Required work:
Could you quote, word for word, the material from the line containing "on flag, that would be wonderful." through the end of the material, including both of those lines?

Raw data:
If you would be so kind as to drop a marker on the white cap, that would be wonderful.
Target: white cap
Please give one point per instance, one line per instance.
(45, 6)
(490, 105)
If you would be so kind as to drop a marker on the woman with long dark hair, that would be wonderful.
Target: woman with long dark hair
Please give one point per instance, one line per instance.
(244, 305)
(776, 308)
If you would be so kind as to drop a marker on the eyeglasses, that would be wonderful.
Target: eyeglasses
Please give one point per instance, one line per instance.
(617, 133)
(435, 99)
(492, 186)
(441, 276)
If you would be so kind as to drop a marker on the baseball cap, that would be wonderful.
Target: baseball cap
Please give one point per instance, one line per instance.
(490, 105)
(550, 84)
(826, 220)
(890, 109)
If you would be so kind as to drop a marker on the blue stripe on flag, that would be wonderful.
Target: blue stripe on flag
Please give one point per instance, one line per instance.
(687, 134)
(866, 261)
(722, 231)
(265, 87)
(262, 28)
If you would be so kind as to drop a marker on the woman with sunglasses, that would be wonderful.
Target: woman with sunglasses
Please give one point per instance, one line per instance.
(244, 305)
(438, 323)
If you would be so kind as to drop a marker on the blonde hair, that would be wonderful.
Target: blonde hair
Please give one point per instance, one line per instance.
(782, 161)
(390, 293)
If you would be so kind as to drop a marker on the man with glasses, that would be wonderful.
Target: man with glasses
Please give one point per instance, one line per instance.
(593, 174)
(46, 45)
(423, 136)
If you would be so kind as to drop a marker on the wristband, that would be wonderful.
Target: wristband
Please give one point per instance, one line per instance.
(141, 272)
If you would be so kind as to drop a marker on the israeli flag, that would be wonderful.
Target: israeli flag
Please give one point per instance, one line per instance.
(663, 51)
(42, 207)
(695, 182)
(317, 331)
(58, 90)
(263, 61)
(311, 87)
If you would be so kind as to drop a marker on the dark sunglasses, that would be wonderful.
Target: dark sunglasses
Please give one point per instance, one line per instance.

Exercise solution:
If you would be so kind as to drop a marker on the blue stripe on flag, that would be wonderful.
Target: blue stripe on flag
Please give one point per instance, one line per instance.
(687, 134)
(866, 261)
(722, 231)
(265, 87)
(262, 28)
If you would be so kind as to drop a marker on the woman with sunglasses, that would be wonderful.
Target: woman with sunglasses
Please give one point per instance, one line per instance.
(244, 305)
(438, 323)
If you would be so kind as to drop a marker on the blonde hair, that would be wonderful.
Target: blonde hair
Please give one point per instance, one line per instance.
(782, 161)
(390, 293)
If you would be so kind as to drop a marker on the man with glasses, that would be wonderful.
Target: man with glasses
Please give one point per instance, one line per instance.
(593, 174)
(46, 45)
(423, 136)
If you would be so kind as to drop a marker on the wristband, that would be wonderful.
Target: wristband
Please give one point per instance, one line per instance.
(141, 272)
If you would be so kind as to drop a marker on the israeli flag, that would be wonderful.
Target: israeli flag
Please give one point per instance, one line per instance.
(663, 51)
(42, 207)
(695, 182)
(317, 331)
(58, 90)
(263, 61)
(311, 87)
If you would be so kind as to drop a marker on the dark sunglasses, that would be wonderful.
Target: dark sunglasses
Please give one point per instance, one line per instance.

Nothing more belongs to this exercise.